Jadi orang Indonesia di Jepang susah-susah gampang. Gampangnya, secara
budaya, kita mungkin ga jauh-jauh beda sama orang Jepang. Adat
istiadatnya masih mirip-miriplah. Misalnya senyumin orang lewat, rada
bungkukin badan kalo lewat di depan orang lebih tua atau pas minta maaf
karena ga sengaja nyenggol orang, berbicara dengan sopan dan santun di
depan guru, dan kalo ngomong atau nulis status di jejaring sosial, masih
mikir perasaan orang lain.
Tapi namanya juga hidup di negeri orang dengan orang yang punya berbagai
macam karakter, jadi orang Indonesia juga kadang-kadang bikin gemes
sendiri. Berikut adalah contoh letupan-letupan kecil menggemaskan
sebagai orang Indonesia.
1. Indonesia? Makanan macam apa itu?
Bukan sulap bukan sihir, beberapa orang Jepang yang saya temui tidak
tahu kalau Indonesia itu eksis. Entah merekanya yang memang buruk di
mata pelajaran geografi atau karena negara kita masih kalah populer
dibanding negara-negara Asia Tenggara lainnya, tapi mereka benar-benar
ga tau tentang Indonesia.
Beberapa malah mengira Indonesia itu negara yang sama dengan India. Kenapa? Soalnya dalam Bahasa Jepang, India disebut
Indo, yang menjadikannya mirip-mirip dengan Indonesia.
Bagian paling menyakitkan adalah hilangnya negara kepulauan Republik
Indonesia dari peta dunia yang dipajang di festival tahunan kampus.
Instead of Indonesia, space antara Semenanjung Malaya dan Australia
hanya berisi lautan biru polos. Begitu juga dengan bendera yang
seharusnya merah putih, malah jadi putih merah. Entah sengaja, berhubung
bendera Polandia warnanya memang putih merah, entah mereka memang
totally have no idea tentang negara kita tercinta. Tapi kata orang,
misery loves company. Hilangnya Indonesia dari peradaban dunia, berarti juga diikuti oleh hilangnya sebagian Malaysia, Brunei, dan Papua Nugini.
Well yeah, at least we are not alone. ;p
2. Indonesia? Merdeka dari siapa?
#Uhuk! Saya sama sekali tidak bermaksud mengungkit luka lama,
apalagi membuat perpecahan. Yang lalu biarkanlah berlalu dan menjadi
pelajaran berharga bagi semua.
*edisi Diah anak solehah*. Tapi kadang-kadang gemes-gemes gimana gitu waktu salah seorang
sensei
nanya dengan polosnya "dulu Indonesia merdeka setelah dijajah siapa?"|
"anuuu...Jepang"| "Ohh.. " Kaaaak kaaaakk *burung gagak lewat*
Lagi-lagi, entah karena mungkin
sensei yang kebetulan bertanya ga
suka pelajaran sejarah atau sedang amnesia, tapi itu salah satu momen
*kaaak Kaaak* selama di Jepang. Dan momen ini ga cuma sekali dua kali,
tapi beberapa kali. Mulai dari
sensei, mahasiswa sini, staff International Center, atau staff asing disini.

> PETUNJUK LATIHAN: Perbarui bagian tulisan tentang orang Indonesia di Jepang yang diawali kata-kata berisi "Tapi namanya juga" dan diakhiri "sebagai orang Indonesia.", lalu tuliskan kembali bagian itu dengan "letupan-letupan kecil" diganti menjadi "kejadian-kejadian kecil".

> DATA YANG DIBERIKAN:
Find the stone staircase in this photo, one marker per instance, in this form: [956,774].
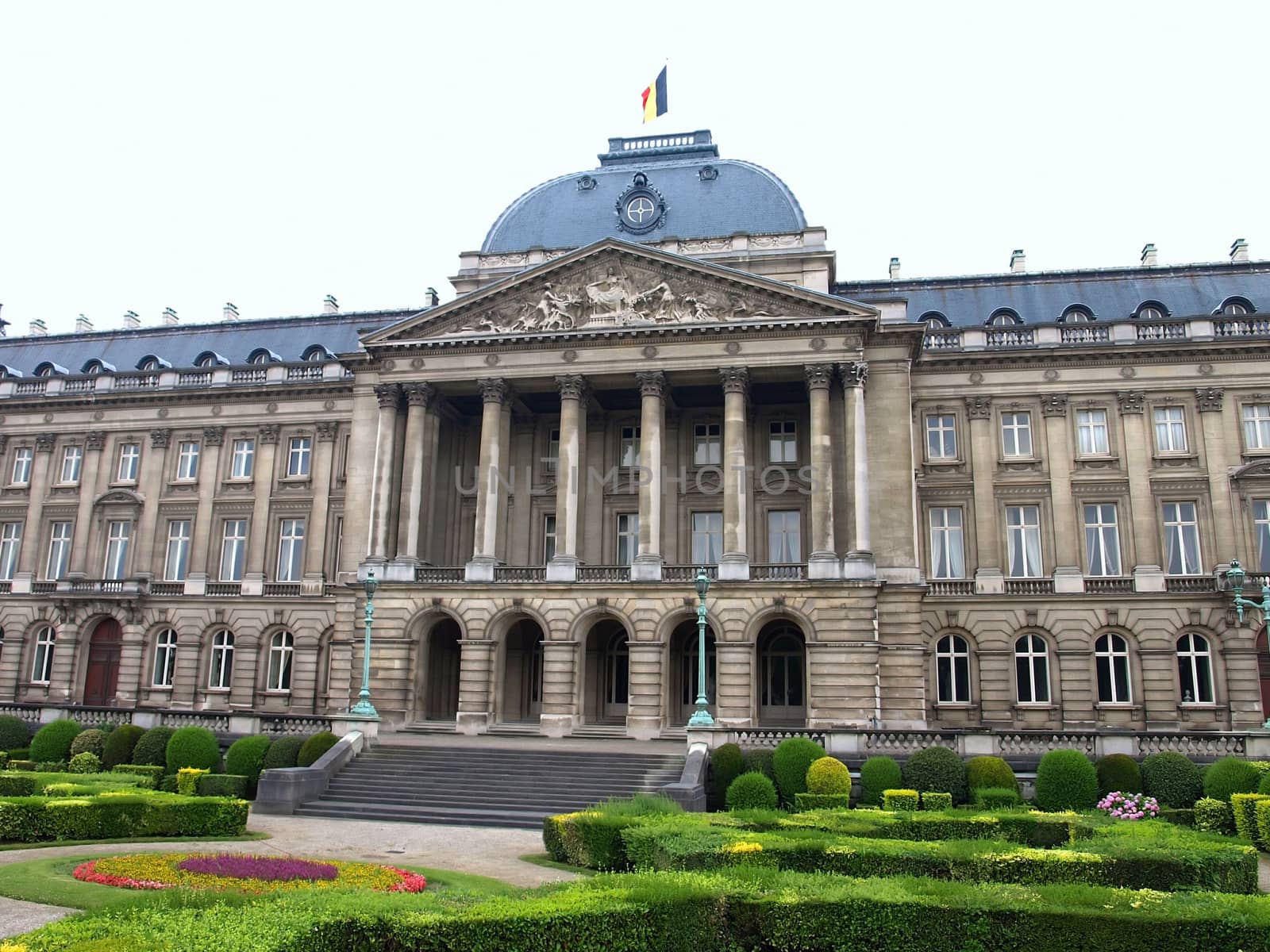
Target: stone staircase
[487,786]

> HASIL LATIHAN:
Tapi namanya juga hidup di negeri orang dengan orang yang punya berbagai
macam karakter, jadi orang Indonesia juga kadang-kadang bikin gemes
sendiri. Berikut adalah contoh kejadian-kejadian kecil menggemaskan
sebagai orang Indonesia.